**Task prompt**
Would you set down every line of the data below exactly as it reads?

**Data shown**
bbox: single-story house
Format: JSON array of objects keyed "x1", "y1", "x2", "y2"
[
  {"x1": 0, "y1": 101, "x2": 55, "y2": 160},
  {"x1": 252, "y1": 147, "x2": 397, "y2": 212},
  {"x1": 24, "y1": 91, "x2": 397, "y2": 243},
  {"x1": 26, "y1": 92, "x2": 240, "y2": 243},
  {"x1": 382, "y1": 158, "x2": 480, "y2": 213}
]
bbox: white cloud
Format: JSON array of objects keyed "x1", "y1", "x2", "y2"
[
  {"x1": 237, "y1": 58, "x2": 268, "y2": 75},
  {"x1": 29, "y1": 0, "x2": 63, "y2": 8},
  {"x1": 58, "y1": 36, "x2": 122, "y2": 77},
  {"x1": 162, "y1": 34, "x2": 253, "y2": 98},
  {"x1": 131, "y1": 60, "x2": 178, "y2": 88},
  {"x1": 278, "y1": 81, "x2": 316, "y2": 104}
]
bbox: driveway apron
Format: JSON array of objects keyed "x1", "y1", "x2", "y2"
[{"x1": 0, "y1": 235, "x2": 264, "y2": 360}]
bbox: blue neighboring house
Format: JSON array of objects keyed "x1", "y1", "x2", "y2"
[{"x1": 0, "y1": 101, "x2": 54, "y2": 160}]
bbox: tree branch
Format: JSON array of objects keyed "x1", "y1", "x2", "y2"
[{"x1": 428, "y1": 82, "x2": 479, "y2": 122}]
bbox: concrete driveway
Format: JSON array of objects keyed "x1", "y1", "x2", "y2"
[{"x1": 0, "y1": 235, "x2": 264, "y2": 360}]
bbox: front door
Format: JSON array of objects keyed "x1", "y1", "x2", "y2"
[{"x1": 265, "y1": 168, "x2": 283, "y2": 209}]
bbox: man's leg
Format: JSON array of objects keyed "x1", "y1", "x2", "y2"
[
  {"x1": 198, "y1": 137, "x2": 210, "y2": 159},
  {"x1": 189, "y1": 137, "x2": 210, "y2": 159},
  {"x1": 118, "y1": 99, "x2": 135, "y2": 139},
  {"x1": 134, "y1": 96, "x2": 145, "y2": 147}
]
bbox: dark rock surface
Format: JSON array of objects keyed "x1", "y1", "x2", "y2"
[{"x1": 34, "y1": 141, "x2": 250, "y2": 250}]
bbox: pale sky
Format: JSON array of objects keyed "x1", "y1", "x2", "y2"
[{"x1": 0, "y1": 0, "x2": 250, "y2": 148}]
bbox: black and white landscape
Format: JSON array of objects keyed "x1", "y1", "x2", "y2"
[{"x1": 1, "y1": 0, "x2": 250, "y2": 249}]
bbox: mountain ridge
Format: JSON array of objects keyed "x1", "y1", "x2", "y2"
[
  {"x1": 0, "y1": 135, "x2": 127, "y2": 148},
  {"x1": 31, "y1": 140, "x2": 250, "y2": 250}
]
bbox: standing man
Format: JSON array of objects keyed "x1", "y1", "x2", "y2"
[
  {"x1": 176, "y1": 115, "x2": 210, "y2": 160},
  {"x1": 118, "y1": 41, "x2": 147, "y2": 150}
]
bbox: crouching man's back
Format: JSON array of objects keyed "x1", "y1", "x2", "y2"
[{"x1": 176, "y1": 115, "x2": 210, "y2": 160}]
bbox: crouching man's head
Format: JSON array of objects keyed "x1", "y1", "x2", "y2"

**Your response**
bbox: single-story house
Format: JSON array of objects keyed "x1", "y1", "x2", "y2"
[
  {"x1": 0, "y1": 101, "x2": 55, "y2": 160},
  {"x1": 252, "y1": 147, "x2": 397, "y2": 212},
  {"x1": 24, "y1": 91, "x2": 397, "y2": 243},
  {"x1": 26, "y1": 92, "x2": 240, "y2": 243},
  {"x1": 382, "y1": 158, "x2": 480, "y2": 213}
]
bbox: white cloud
Format: JSON array of objects keyed "x1", "y1", "x2", "y2"
[
  {"x1": 237, "y1": 58, "x2": 268, "y2": 75},
  {"x1": 29, "y1": 0, "x2": 63, "y2": 8},
  {"x1": 58, "y1": 36, "x2": 122, "y2": 77},
  {"x1": 162, "y1": 34, "x2": 253, "y2": 98},
  {"x1": 131, "y1": 60, "x2": 178, "y2": 88},
  {"x1": 278, "y1": 81, "x2": 316, "y2": 104}
]
bbox: driveway apron
Format: JSON array of objects keyed "x1", "y1", "x2", "y2"
[{"x1": 0, "y1": 235, "x2": 264, "y2": 360}]
bbox: blue neighboring house
Format: JSON array of objects keyed "x1", "y1", "x2", "y2"
[{"x1": 0, "y1": 101, "x2": 54, "y2": 160}]
bbox: tree branch
Format: JSON array of objects keyed "x1", "y1", "x2", "y2"
[{"x1": 428, "y1": 82, "x2": 479, "y2": 122}]
bbox: concrete driveway
Format: JSON array of objects keyed "x1", "y1", "x2", "y2"
[{"x1": 0, "y1": 235, "x2": 264, "y2": 360}]
bbox: front door
Format: JSON array of objects keyed "x1", "y1", "x2", "y2"
[{"x1": 265, "y1": 168, "x2": 283, "y2": 209}]
bbox: man's leg
Format: JSON array of objects keyed "x1", "y1", "x2", "y2"
[
  {"x1": 198, "y1": 137, "x2": 210, "y2": 159},
  {"x1": 189, "y1": 137, "x2": 210, "y2": 159},
  {"x1": 118, "y1": 99, "x2": 135, "y2": 139},
  {"x1": 134, "y1": 96, "x2": 145, "y2": 147}
]
bbox: dark rock surface
Format: JSON array of objects keyed "x1", "y1", "x2", "y2"
[{"x1": 34, "y1": 141, "x2": 250, "y2": 250}]
bbox: pale sky
Format: JSON array of objects keyed "x1", "y1", "x2", "y2"
[{"x1": 0, "y1": 0, "x2": 250, "y2": 148}]
bbox: black and white landscape
Format: JSON array of objects keyed "x1", "y1", "x2", "y2"
[{"x1": 1, "y1": 0, "x2": 250, "y2": 249}]
bbox: mountain ridge
Format: JSON array of objects keyed "x1", "y1", "x2", "y2"
[
  {"x1": 0, "y1": 135, "x2": 127, "y2": 148},
  {"x1": 31, "y1": 140, "x2": 250, "y2": 250}
]
bbox: standing man
Format: JSON array of objects keyed "x1", "y1", "x2", "y2"
[
  {"x1": 176, "y1": 115, "x2": 210, "y2": 160},
  {"x1": 118, "y1": 41, "x2": 147, "y2": 150}
]
bbox: crouching man's back
Format: JSON array of objects keyed "x1", "y1", "x2", "y2"
[{"x1": 176, "y1": 115, "x2": 210, "y2": 160}]
bbox: crouching man's head
Format: JSON array of objects keyed "x1", "y1", "x2", "y2"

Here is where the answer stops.